> _Page_
━━━━━━━━━━━━━━━━━━━━

Supressed account finds 'appalling' and 'extensive' history of abuse in North Wales in the 1970s and 80s

Campaigners have warned that the authorities are still failing to tackle the epidemic of child abuse in Britain following the publication of a suppressed report into “bestial” cruelty carried out at children’s homes in North Wales in the 1970s and 80s.

Survivors groups said valuable years had been lost following a decision by the now defunct Clwyd County Council to shelve the 1996 Jillings report which reveals how attempts to expose the scale of the scandal were constrained by police, social services and other agencies.

The two year inquiry uncovered an “appalling” and “extensive” history of child abuse – including buggery, assault, and cruelty - dating back two decades and culminating with a series of paedophile trials centring on the Bryn Estyn children's home in Wrexham.

But its conclusions were suppressed for the past 17 years after fears by insurers that it could open the floodgates to compensation and libel claims.

Although finally made public following Freedom of Information requests by The Independent and others, the 300-page report is heavily redacted to blank out the names of any individuals suspected of wrongdoing.

Peter Saunders of the National Association for People Abused in Childhood said: “We hear from survivors that there are still perpetrators who are out there. They have been known about for a long time and they are still around.

“Abuse persists because of secrecy, fear, and failure to act or bring the truth out. Unless there is a very good reason, there is no excuse for the redaction of this report. It should be open and out there.”

A statement issued on behalf of six Welsh councils said the report did not name any suspected abuser who was unknown to the police.

Malcolm King, then chair of the council’s social services committee, said it was time for a Royal Commission to examine child abuse in Britain following this and other high profile cases including the Jimmy Savile affair.

“It is the same old, same old. It is the same lawyers and the same sort of everything that wants to suppress the truth.

“All sorts of legal reasons are made up for that but I don’t buy it. If we can’t tell the truth about what happened 30, 40 or 50 years ago then what hope is there for telling the about today?” he said.

At least 12 young people are believed to have died as a result of the abuse they suffered whilst staying in the children’s homes.

Yet despite 10 previous internal inquiries the abuse continued.

Peter Wanless, NSPCC chief executive, said recent abuse scandals in Oxford and Rochdale showed lessons still needed to be learnt. "While some things have improved - particularly for those in care - there is a depressing realisation that in some areas nothing has moved on,” he said.

━━━━━━━━━━━━━━━━━━━━

> _Input for this task_

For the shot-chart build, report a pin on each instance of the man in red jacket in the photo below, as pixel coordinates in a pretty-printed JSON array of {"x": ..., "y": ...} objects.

━━━━━━━━━━━━━━━━━━━━

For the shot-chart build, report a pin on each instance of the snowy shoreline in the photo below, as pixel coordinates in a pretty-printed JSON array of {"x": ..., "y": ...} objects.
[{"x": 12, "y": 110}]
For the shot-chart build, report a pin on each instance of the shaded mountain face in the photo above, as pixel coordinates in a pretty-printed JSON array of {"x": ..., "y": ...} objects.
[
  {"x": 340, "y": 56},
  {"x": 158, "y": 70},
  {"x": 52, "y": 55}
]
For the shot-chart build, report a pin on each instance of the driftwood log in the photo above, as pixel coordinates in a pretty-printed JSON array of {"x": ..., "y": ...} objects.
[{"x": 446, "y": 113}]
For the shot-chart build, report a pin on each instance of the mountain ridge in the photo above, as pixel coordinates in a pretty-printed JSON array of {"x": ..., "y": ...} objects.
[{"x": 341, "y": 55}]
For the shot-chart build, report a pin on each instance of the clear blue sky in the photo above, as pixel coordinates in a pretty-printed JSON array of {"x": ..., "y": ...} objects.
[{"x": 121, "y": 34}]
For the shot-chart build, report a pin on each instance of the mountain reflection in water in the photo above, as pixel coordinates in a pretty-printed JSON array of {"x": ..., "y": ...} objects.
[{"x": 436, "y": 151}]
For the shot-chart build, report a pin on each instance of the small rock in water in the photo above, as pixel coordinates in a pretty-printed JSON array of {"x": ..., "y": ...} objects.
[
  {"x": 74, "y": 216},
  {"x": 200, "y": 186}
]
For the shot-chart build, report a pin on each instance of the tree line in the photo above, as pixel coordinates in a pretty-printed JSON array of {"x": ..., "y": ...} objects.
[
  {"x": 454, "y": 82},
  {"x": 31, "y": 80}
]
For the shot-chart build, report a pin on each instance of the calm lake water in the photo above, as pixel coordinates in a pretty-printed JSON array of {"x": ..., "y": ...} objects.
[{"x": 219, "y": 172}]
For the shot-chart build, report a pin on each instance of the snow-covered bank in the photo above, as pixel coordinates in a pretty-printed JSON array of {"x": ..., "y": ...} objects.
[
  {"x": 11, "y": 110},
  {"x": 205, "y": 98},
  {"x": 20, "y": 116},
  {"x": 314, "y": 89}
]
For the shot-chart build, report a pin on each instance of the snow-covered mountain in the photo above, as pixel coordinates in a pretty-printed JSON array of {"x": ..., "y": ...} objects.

━━━━━━━━━━━━━━━━━━━━

> _Task set_
**1.** Count the lines of the records that contain the string "mountain", and reply with the number alone.
**2.** Extend the article about the suppressed North Wales child abuse report, picking up after its final sentence.

> _Answer set_
**1.** 4

**2.**
A council letter written to the Chief Constable of North Wales Police in 1991 included the names of eight convicted sex offenders and dozens of suspects.

The report said council employees and even serving police officers from the time could have been named as potential perpetrators of assaults by witnesses in 3,755 statements taken as part of what was described as the biggest police investigation into child abuse ever held in the UK.

At least 24 victims were identified. But the panel expressed concern that there was “no mechanism to ensure that independent investigations are conducted of allegations against former and serving police officers and that the police authorities handling of investigations can in some circumstances avoid public scrutiny.”

The authors said they considered abandoning their inquiry after being refused access to files and were obstructed by staff that declined to be interviewed. Documents were disordered, undated and unsigned. North Wales Police refused to hand over 130 boxes of files on the grounds they were sub-judice, it was claimed.

The report led by John Jillings, the former director of social services for Derbyshire, was carried out four years before the judicial inquiry ordered by the Welsh secretary William Hague – following revelations by The Independent - under Sir Ronald Waterhouse QC reached similar conclusions.

Mr Jillings said staff meted out severe punishments to disturbed youngsters. "The treatment of children was bestial really; they weren't treated like human beings, by some members of staff at any rate,” he said.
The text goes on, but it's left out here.